■ **Exercise objective**
Pick out every line in the data below that contains the word "region" and copy each one. Case counts.

####################

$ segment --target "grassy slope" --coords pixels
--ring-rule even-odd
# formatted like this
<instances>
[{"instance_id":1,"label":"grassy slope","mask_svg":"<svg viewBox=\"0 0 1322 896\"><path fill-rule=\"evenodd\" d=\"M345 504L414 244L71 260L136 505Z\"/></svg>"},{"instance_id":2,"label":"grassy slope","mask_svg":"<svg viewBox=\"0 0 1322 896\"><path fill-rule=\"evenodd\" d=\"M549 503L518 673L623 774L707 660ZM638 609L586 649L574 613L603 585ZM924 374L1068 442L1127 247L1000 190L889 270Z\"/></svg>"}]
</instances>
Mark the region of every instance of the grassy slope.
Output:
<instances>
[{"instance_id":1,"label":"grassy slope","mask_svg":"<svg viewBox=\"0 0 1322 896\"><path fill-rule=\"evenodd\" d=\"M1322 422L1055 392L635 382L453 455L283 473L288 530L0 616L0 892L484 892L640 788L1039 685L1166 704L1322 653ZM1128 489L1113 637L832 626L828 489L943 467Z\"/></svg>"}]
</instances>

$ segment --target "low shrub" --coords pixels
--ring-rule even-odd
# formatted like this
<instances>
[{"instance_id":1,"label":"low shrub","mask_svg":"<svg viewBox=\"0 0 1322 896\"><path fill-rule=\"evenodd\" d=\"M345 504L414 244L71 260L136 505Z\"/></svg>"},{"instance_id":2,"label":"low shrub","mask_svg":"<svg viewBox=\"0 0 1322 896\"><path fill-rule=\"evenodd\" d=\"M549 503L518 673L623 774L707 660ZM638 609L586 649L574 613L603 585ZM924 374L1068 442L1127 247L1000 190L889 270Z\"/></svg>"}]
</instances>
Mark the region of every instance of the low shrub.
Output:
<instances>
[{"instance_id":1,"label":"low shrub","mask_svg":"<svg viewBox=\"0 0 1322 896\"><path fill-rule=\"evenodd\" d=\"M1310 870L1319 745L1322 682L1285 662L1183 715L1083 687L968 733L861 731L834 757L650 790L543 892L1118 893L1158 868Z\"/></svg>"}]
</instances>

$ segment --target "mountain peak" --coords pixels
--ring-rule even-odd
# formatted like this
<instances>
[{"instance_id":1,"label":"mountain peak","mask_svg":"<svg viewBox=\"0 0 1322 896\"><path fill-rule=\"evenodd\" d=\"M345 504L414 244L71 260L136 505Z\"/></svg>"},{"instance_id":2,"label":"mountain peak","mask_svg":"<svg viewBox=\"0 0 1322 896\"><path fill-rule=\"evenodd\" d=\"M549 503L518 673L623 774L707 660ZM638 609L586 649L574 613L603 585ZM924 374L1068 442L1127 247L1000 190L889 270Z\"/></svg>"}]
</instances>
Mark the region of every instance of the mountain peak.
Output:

####################

■ **Result**
Mark the region of every instance of the grassy slope.
Mark the region of every instance of the low shrub.
Mark the region of every instance of the mountain peak.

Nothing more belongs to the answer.